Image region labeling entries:
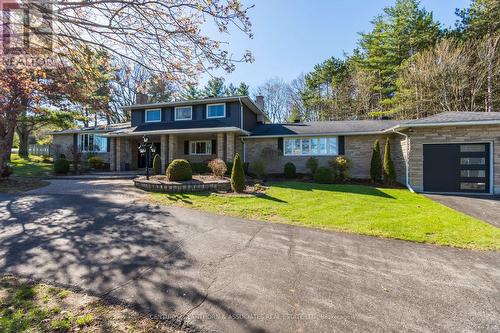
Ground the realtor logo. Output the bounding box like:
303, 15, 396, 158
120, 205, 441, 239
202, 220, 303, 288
0, 0, 54, 67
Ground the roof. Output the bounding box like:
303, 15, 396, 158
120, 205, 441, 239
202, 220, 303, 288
122, 96, 269, 121
251, 120, 400, 137
401, 111, 500, 127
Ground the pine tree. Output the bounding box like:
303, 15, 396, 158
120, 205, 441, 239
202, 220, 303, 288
384, 138, 396, 185
370, 140, 382, 183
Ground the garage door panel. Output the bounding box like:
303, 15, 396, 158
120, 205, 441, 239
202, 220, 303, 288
423, 143, 490, 193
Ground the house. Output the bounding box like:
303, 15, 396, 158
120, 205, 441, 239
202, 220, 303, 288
48, 96, 500, 194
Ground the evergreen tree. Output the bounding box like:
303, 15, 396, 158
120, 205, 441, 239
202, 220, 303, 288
370, 140, 382, 183
384, 138, 396, 185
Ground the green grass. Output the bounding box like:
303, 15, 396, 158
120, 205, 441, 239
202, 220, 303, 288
153, 182, 500, 250
10, 154, 53, 177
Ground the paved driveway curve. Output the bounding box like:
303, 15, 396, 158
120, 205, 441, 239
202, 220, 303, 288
0, 181, 500, 332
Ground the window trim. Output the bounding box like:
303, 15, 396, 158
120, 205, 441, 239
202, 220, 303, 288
189, 140, 212, 156
283, 135, 339, 157
174, 105, 193, 121
206, 103, 226, 119
144, 109, 161, 123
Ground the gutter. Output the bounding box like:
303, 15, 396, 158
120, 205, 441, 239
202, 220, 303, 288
392, 127, 415, 193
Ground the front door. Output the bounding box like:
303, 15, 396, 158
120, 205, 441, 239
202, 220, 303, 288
137, 142, 161, 169
423, 143, 491, 193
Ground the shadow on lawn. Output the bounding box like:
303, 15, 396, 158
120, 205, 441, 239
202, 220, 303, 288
270, 182, 395, 199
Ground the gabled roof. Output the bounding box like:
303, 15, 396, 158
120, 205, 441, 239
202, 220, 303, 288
251, 120, 400, 137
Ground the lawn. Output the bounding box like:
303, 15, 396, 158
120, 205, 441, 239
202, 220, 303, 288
0, 275, 179, 333
152, 182, 500, 250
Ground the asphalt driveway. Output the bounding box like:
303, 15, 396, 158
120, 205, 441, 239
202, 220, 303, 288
0, 180, 500, 332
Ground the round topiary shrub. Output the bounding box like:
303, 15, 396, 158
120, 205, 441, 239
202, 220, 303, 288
313, 167, 333, 184
283, 162, 297, 178
54, 158, 69, 174
153, 154, 161, 175
167, 159, 193, 181
87, 156, 104, 170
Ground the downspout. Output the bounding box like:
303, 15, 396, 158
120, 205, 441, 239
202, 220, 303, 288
392, 128, 415, 193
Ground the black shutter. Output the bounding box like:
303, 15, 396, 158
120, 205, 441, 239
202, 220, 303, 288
278, 138, 283, 153
338, 135, 345, 155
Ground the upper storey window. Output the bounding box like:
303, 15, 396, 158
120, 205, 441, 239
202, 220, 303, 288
175, 106, 193, 120
207, 103, 226, 119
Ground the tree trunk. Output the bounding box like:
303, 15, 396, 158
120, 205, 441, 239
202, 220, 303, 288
16, 125, 30, 158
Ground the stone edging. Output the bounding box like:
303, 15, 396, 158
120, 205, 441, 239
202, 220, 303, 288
134, 178, 231, 193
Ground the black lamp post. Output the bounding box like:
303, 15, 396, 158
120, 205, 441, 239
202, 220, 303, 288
139, 135, 156, 180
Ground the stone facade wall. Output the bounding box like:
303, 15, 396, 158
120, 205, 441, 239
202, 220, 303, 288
407, 125, 500, 193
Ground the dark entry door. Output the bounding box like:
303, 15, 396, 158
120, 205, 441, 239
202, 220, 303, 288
137, 142, 161, 169
424, 143, 491, 193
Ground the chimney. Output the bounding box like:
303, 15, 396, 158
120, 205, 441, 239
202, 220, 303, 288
255, 95, 264, 111
135, 92, 149, 104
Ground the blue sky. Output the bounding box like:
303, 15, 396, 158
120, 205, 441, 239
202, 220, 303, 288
201, 0, 470, 89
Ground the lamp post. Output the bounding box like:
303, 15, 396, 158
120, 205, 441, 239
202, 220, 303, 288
139, 135, 156, 180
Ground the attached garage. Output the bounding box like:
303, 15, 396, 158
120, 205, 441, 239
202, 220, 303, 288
423, 142, 492, 194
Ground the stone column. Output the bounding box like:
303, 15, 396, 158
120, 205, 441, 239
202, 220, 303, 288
160, 134, 169, 174
217, 133, 224, 160
168, 134, 177, 162
226, 133, 234, 162
108, 138, 116, 171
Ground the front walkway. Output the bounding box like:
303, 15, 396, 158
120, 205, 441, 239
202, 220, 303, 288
0, 180, 500, 332
425, 194, 500, 228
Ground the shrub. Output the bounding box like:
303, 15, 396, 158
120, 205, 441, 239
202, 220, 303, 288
384, 138, 396, 185
191, 162, 210, 174
283, 162, 297, 178
313, 167, 333, 184
153, 154, 162, 175
231, 153, 245, 193
87, 156, 104, 170
208, 158, 227, 178
306, 157, 318, 175
252, 160, 266, 179
329, 156, 351, 180
54, 158, 69, 174
370, 140, 382, 183
167, 159, 193, 181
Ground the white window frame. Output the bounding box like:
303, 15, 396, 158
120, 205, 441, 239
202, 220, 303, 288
207, 103, 226, 119
189, 140, 212, 155
174, 106, 193, 121
283, 136, 339, 156
144, 109, 161, 123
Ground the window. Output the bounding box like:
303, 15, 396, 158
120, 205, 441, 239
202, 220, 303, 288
78, 134, 108, 153
460, 145, 486, 153
146, 109, 161, 123
207, 103, 226, 118
175, 106, 193, 120
460, 170, 486, 178
189, 141, 212, 155
284, 136, 338, 156
460, 157, 486, 165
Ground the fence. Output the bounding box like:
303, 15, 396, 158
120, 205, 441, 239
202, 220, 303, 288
28, 145, 50, 155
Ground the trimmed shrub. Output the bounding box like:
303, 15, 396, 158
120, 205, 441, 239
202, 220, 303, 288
167, 159, 193, 181
153, 154, 162, 175
208, 158, 227, 178
313, 167, 333, 184
54, 158, 69, 174
191, 162, 210, 174
384, 138, 396, 185
283, 162, 297, 178
231, 153, 245, 193
370, 140, 382, 183
306, 157, 318, 175
87, 156, 104, 170
329, 156, 351, 180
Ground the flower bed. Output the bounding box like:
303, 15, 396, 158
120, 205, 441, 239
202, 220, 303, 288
134, 176, 231, 193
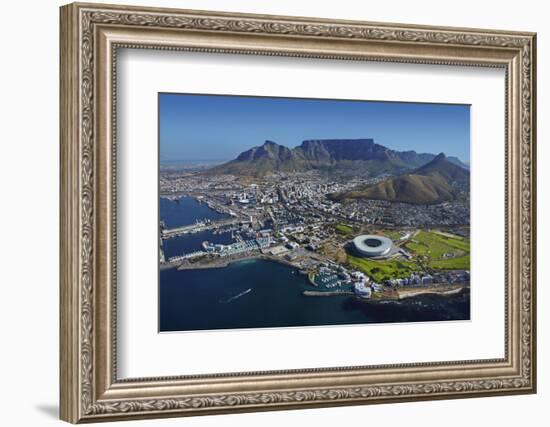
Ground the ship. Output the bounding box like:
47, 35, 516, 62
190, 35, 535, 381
221, 288, 252, 304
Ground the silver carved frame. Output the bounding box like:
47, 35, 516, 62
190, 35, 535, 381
60, 4, 536, 423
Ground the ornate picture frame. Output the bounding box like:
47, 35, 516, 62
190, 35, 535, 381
60, 3, 536, 423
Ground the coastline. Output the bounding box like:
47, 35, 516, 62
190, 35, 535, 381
176, 254, 298, 270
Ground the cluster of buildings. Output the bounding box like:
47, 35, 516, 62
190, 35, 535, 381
160, 167, 470, 298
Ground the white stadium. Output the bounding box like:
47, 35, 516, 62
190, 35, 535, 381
353, 234, 393, 258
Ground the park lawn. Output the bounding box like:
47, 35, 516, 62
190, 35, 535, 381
348, 255, 420, 282
382, 230, 401, 241
405, 230, 470, 261
428, 254, 470, 270
335, 224, 353, 236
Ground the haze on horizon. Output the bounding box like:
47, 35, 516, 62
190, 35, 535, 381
158, 93, 470, 163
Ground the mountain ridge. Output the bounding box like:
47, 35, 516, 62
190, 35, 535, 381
208, 138, 466, 176
329, 153, 470, 204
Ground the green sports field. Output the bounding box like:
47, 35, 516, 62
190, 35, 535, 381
348, 255, 420, 282
404, 230, 470, 270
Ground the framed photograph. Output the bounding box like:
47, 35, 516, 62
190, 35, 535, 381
60, 4, 536, 423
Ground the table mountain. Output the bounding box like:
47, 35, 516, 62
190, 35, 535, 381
208, 138, 460, 176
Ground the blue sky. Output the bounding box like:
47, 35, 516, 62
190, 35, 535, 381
159, 93, 470, 162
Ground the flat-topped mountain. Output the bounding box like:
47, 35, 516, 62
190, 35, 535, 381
208, 138, 466, 176
329, 153, 470, 204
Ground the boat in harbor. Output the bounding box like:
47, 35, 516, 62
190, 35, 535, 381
221, 288, 252, 304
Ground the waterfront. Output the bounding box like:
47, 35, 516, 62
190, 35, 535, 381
160, 260, 470, 332
160, 196, 227, 228
159, 197, 470, 332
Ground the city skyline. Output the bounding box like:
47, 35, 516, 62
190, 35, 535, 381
158, 93, 470, 163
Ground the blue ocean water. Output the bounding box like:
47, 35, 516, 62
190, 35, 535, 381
159, 198, 470, 332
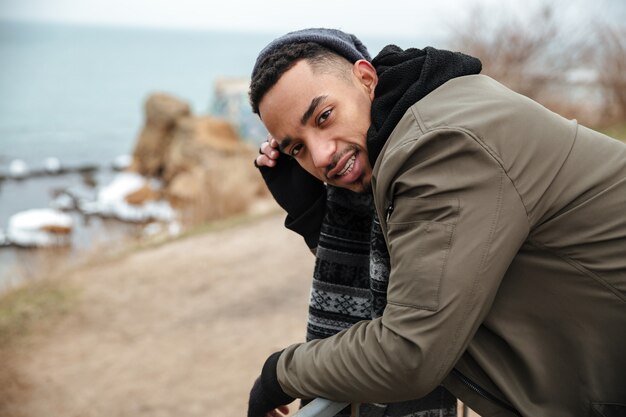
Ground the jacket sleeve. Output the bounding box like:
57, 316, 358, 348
277, 128, 529, 403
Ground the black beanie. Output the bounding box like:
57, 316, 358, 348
252, 28, 372, 78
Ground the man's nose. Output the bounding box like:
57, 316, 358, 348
311, 138, 336, 168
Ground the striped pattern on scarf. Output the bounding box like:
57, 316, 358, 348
307, 186, 457, 417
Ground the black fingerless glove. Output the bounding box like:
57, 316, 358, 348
255, 155, 326, 248
248, 352, 295, 417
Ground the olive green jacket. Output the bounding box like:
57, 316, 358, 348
277, 75, 626, 417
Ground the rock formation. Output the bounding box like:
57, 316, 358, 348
130, 90, 267, 223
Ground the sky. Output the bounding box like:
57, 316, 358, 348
0, 0, 626, 39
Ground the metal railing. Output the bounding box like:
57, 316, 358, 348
293, 398, 469, 417
293, 398, 359, 417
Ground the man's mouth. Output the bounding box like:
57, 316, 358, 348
336, 155, 356, 177
326, 151, 357, 179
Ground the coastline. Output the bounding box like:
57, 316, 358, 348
0, 206, 314, 417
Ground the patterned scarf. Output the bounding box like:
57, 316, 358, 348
307, 45, 481, 417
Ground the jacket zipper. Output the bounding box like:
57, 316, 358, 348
452, 368, 521, 416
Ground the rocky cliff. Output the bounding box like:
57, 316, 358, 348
130, 93, 267, 222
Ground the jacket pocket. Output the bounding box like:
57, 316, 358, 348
387, 221, 454, 311
590, 403, 626, 417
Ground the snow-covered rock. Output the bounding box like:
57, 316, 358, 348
9, 159, 30, 178
113, 155, 133, 171
94, 172, 175, 222
43, 157, 62, 174
7, 209, 74, 246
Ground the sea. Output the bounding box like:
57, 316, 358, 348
0, 20, 420, 289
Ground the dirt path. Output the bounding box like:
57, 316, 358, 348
0, 210, 314, 417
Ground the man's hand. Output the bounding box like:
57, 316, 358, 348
248, 352, 295, 417
254, 135, 326, 249
255, 135, 280, 168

EXERCISE BRIEF: Render the stretch of the entries from the line containing "Ground the black lamp" through the line containing "201, 0, 470, 89" as a JSON list of strings, with one string per line and blank lines left out.

FINISHED TASK:
[
  "Ground the black lamp post. Output the bounding box like:",
  "303, 15, 396, 158",
  "120, 205, 441, 239",
  "202, 220, 303, 288",
  "139, 135, 156, 180",
  "Ground the stone facade wall. Output the bounding box like:",
  "303, 15, 396, 158",
  "120, 205, 441, 239",
  "202, 220, 303, 288",
  "407, 125, 500, 193",
  "Ground the dark entry door. Output the bounding box like:",
  "303, 15, 396, 158",
  "120, 205, 441, 239",
  "202, 220, 303, 288",
  "137, 142, 161, 169",
  "424, 143, 491, 193",
  "Ground the chimney. Output the bounding box like:",
  "303, 15, 396, 158",
  "120, 205, 441, 239",
  "202, 220, 303, 288",
  "255, 95, 264, 111",
  "135, 92, 149, 104",
  "Ground the blue sky. Output the bounding box like:",
  "303, 15, 396, 158",
  "120, 205, 441, 239",
  "202, 220, 303, 288",
  "201, 0, 470, 89"
]